EXERCISE INPUTS —
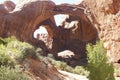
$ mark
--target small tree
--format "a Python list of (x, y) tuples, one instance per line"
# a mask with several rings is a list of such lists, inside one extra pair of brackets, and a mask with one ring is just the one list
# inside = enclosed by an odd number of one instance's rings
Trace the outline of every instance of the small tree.
[(108, 62), (106, 50), (102, 42), (97, 42), (96, 45), (87, 45), (88, 65), (86, 69), (90, 71), (90, 80), (115, 80), (114, 68)]

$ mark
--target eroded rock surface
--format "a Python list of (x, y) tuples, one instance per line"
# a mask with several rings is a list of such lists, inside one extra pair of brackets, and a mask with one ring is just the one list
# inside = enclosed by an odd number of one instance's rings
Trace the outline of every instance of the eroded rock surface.
[(99, 38), (104, 41), (110, 61), (118, 62), (120, 60), (120, 0), (85, 0), (85, 3), (100, 24)]

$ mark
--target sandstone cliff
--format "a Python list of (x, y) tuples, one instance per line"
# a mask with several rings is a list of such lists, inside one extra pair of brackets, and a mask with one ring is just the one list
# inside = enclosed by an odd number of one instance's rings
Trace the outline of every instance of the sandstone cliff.
[[(120, 60), (120, 0), (85, 0), (99, 25), (99, 38), (110, 61)], [(92, 4), (92, 5), (91, 5)]]

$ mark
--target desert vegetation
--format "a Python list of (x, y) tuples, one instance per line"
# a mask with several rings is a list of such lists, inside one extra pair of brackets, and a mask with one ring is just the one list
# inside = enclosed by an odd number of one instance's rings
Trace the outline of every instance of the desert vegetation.
[(32, 80), (28, 69), (21, 65), (28, 57), (39, 60), (47, 58), (58, 70), (85, 75), (89, 80), (115, 80), (114, 73), (118, 74), (119, 71), (109, 62), (103, 43), (100, 41), (95, 45), (88, 44), (86, 49), (88, 64), (70, 67), (65, 62), (55, 60), (52, 54), (48, 57), (41, 56), (41, 48), (35, 49), (15, 37), (0, 38), (0, 80)]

WHAT THE EXERCISE ASKS —
Copy all of the lines above word for word, omitting the picture.

EXERCISE OUTPUT —
$ mark
--target small tree
--format "a Python list of (x, y) tuples, one instance per line"
# a mask with several rings is a list of such lists, inside one extra pair of brackets, and a mask with one ring is just the one list
# inside = enclosed by an odd number of one instance's rings
Trace the outline of every instance of the small tree.
[(108, 62), (106, 50), (102, 42), (97, 42), (96, 45), (87, 45), (88, 65), (86, 69), (90, 71), (90, 80), (115, 80), (114, 68)]

$ mark
--target eroded rock surface
--format "a Python list of (x, y) tuples, one instance per line"
# a mask with several rings is a list of such lists, inside one extra pair of brackets, and a mask with one ring is just the one list
# inside = enclosed by an odd number of one instance's rings
Trace the outline of every instance of the eroded rock surface.
[(99, 38), (104, 41), (110, 61), (118, 62), (120, 60), (120, 0), (85, 0), (85, 3), (100, 24)]

$ mark
--target sandstone cliff
--format "a Python list of (x, y) tuples, one instance per line"
# a mask with several rings is a list of such lists, inside one extra pair of brackets, and a mask with one ring is just the one list
# inside = enclosed by an odd number of one instance's rings
Trace the outline of every instance of the sandstone cliff.
[[(120, 60), (120, 0), (85, 0), (99, 25), (99, 38), (110, 61)], [(92, 4), (92, 5), (91, 5)]]

$ mark
--target desert vegetation
--format "a Python list of (x, y) tuples, one instance per line"
# a mask with several rings is a list of such lists, inside one extra pair of brackets, and a mask with one ring is just the one list
# inside = enclosed by an odd number of one instance's rings
Trace the outline of every instance of the desert vegetation.
[(32, 80), (28, 69), (21, 65), (28, 57), (39, 60), (47, 58), (58, 70), (85, 75), (89, 80), (115, 80), (114, 73), (118, 74), (119, 71), (109, 62), (103, 43), (100, 41), (95, 45), (88, 44), (86, 49), (88, 64), (70, 67), (65, 62), (55, 60), (52, 54), (48, 57), (41, 56), (41, 48), (35, 49), (15, 37), (0, 38), (0, 80)]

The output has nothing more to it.